Skip to content Skip to navigation

Limitation Enforced On CS Linux Machines

NOTE: Please consult this file before running big or long jobs. We may change these limits as we see fit.

The following limitation are enforced on CS Linux machines that you should be aware of. These limits may be changed from time to time. Please consult this page before running a big job.

Limits set For ALL CS Machines:

1.  X2GO and Remote Desktop Limits:

X2GO and Remote Desktop clients allow users to resume their works after disconnecting their session. Unfortunately many users do not returned back to their sessions resulting unnecessary waste of resources for long period of time. Please logout after using the machine. If you don't logout, by default, your X2Go or Remote Desktop session will be terminated and all unsaved work will be lost.

If you would like to resume with the same session at a later time, you have to opt-in by openning a terminal window and  type:

    in bash : echo 5  > /var/run/user/$UID/KeepSession 

    in csh: echo 5  > /var/run/user/$uid/KeepSession 

Number 5 means you get 5 hours to get back to it. The maximum time you can set is 36 hours.  You need to redo the above command to extend the time.  The time starts from when you invoke the above command.

 

To prevent anyone person from dominating the entire machine and to prevent runaway processes or abuse, iLab machines by default are set with some limitations that will terminate a process when the limit is reached without warning.

The following limits are currently set on our iLab machines.

####

# GIVEN PROBLEM A:
Print the passage of the CS Linux machine limits page between "To prevent anyone" and "reached without warning.", inclusive.
# GIVEN PROBLEM B:
In the CS Linux machine limits page, why are iLab machines set with default limitations?

(Object pointing dataset rows)
####

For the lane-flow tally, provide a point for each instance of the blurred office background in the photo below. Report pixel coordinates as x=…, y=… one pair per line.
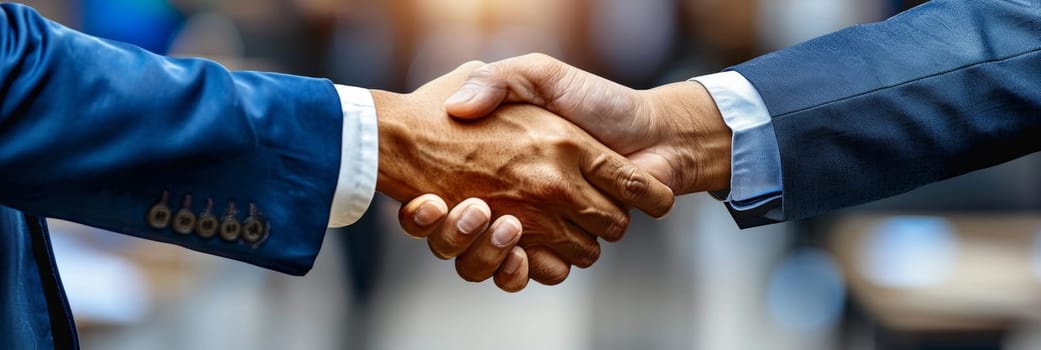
x=954, y=266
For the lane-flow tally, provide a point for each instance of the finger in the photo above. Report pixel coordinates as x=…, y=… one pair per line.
x=594, y=214
x=533, y=78
x=580, y=248
x=463, y=224
x=419, y=217
x=618, y=178
x=547, y=268
x=486, y=254
x=512, y=277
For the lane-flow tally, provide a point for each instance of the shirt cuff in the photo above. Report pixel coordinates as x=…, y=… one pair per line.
x=359, y=157
x=756, y=178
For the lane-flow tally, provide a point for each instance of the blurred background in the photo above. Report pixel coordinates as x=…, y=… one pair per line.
x=953, y=266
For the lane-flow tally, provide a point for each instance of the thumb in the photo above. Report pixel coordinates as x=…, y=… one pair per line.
x=478, y=97
x=527, y=79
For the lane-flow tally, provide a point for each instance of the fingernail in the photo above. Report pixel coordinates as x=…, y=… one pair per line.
x=472, y=220
x=466, y=93
x=427, y=215
x=505, y=234
x=511, y=266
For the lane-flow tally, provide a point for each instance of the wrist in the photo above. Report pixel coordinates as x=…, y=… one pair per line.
x=692, y=124
x=391, y=120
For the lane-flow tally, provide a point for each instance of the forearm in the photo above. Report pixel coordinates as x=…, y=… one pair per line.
x=879, y=109
x=96, y=131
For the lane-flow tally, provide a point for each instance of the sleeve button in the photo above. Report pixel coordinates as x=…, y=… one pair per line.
x=254, y=229
x=230, y=227
x=184, y=219
x=207, y=225
x=158, y=216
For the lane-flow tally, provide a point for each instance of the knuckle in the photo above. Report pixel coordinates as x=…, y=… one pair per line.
x=486, y=71
x=441, y=249
x=616, y=230
x=635, y=185
x=470, y=274
x=590, y=257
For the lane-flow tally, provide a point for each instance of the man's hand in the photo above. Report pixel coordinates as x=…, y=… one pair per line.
x=675, y=131
x=564, y=186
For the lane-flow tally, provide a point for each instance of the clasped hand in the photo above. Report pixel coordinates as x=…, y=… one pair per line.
x=563, y=181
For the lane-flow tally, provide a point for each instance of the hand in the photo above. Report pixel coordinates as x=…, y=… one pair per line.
x=564, y=186
x=675, y=131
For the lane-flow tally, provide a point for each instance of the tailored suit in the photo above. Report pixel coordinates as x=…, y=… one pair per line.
x=879, y=109
x=240, y=165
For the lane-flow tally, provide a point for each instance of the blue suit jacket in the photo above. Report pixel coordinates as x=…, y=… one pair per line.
x=96, y=132
x=878, y=109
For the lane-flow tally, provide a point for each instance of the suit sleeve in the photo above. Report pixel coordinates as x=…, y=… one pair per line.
x=240, y=165
x=879, y=109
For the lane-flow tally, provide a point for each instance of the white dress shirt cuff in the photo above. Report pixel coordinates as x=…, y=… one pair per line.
x=756, y=177
x=359, y=157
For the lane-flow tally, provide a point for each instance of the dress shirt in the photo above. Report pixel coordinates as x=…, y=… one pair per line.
x=359, y=156
x=756, y=178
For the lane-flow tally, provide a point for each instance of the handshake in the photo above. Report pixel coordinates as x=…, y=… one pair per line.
x=538, y=160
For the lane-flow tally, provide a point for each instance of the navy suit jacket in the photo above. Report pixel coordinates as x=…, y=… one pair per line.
x=97, y=132
x=878, y=109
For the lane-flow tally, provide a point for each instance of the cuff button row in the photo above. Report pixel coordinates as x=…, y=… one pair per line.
x=253, y=230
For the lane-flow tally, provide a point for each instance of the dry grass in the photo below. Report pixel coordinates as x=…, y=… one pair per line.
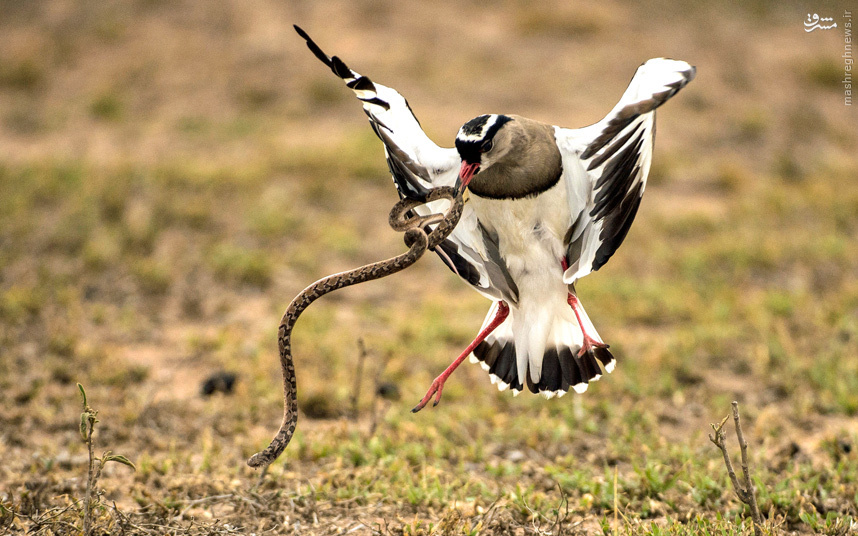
x=172, y=174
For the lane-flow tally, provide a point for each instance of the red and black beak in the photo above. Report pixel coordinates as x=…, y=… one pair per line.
x=466, y=173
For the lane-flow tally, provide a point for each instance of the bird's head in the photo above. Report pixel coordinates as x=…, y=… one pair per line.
x=480, y=145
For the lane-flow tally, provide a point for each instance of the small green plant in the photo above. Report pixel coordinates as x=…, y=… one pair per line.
x=96, y=465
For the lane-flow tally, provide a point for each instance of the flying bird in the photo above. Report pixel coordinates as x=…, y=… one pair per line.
x=544, y=207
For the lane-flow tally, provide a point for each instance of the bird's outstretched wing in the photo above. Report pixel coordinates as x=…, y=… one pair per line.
x=606, y=165
x=418, y=164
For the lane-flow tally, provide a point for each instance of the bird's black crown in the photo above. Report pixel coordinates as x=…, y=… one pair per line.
x=476, y=133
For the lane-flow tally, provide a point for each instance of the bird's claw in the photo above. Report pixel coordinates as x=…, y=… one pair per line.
x=435, y=389
x=589, y=344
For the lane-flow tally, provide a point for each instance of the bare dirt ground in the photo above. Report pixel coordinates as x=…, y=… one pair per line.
x=173, y=173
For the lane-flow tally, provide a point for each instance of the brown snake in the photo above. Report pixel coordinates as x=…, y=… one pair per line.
x=417, y=240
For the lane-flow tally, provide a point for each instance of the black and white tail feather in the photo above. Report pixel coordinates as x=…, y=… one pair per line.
x=605, y=167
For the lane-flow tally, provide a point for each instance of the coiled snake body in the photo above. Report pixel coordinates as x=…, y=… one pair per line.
x=418, y=241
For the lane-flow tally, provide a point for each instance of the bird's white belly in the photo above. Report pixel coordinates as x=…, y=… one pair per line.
x=530, y=239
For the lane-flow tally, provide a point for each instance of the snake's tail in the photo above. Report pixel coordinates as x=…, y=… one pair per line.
x=418, y=242
x=290, y=387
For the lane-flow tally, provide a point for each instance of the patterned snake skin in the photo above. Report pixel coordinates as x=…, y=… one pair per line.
x=418, y=241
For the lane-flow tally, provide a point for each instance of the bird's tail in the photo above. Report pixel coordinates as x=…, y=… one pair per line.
x=545, y=361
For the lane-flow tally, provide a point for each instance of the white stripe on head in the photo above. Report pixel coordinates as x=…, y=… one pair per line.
x=476, y=129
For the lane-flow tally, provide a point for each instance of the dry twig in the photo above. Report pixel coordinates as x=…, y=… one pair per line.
x=746, y=491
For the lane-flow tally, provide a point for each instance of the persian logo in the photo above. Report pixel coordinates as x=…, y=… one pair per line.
x=814, y=22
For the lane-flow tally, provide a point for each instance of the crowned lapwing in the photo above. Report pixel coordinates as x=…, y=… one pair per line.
x=545, y=206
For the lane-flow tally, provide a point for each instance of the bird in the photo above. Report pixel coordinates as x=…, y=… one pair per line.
x=544, y=206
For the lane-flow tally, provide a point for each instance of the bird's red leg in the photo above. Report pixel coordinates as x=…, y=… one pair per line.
x=589, y=341
x=438, y=385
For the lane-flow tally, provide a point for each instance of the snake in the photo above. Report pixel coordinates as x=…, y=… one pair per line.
x=418, y=238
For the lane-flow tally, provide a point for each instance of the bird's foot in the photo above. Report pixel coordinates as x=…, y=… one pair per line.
x=589, y=344
x=435, y=389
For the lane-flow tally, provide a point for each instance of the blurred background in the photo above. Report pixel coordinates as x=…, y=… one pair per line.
x=173, y=173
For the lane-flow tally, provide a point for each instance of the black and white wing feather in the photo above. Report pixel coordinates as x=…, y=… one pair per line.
x=418, y=164
x=606, y=165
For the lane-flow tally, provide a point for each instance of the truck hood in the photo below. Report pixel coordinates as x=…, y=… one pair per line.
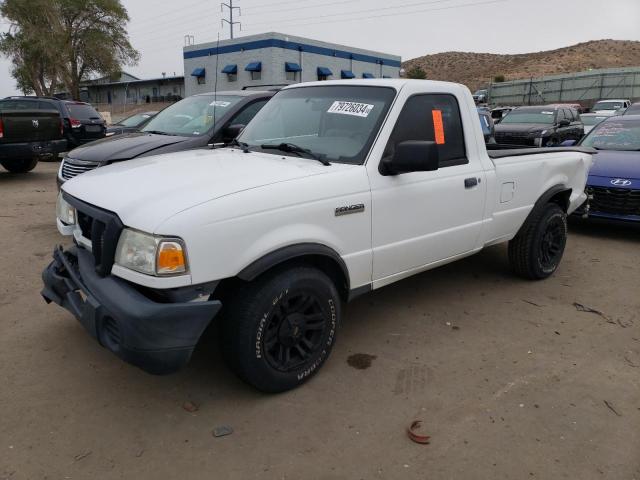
x=616, y=164
x=146, y=191
x=124, y=147
x=522, y=127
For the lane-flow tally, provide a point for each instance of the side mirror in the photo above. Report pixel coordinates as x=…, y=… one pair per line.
x=411, y=156
x=232, y=131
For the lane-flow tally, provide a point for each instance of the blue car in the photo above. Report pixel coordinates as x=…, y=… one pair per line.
x=613, y=186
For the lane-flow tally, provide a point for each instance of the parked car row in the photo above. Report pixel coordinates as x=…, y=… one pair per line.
x=193, y=122
x=34, y=127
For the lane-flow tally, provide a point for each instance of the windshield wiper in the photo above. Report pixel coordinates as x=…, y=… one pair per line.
x=158, y=132
x=293, y=148
x=237, y=143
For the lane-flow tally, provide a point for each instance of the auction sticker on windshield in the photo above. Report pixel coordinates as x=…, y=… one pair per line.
x=351, y=108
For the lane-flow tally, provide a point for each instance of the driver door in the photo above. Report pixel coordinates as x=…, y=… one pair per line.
x=420, y=218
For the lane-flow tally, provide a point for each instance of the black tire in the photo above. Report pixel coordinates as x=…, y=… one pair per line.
x=535, y=252
x=20, y=166
x=279, y=330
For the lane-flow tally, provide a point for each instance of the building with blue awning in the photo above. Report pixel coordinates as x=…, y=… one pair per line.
x=277, y=59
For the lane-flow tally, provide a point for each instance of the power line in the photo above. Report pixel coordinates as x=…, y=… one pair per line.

####

# FINAL ANSWER A:
To prevent anyone person from dominating the entire machine and to prevent runaway processes or abuse, iLab machines by default are set with some limitations that will terminate a process when the limit is reached without warning.

# FINAL ANSWER B:
The limitations keep any one person from dominating the entire machine. They also prevent runaway processes and abuse.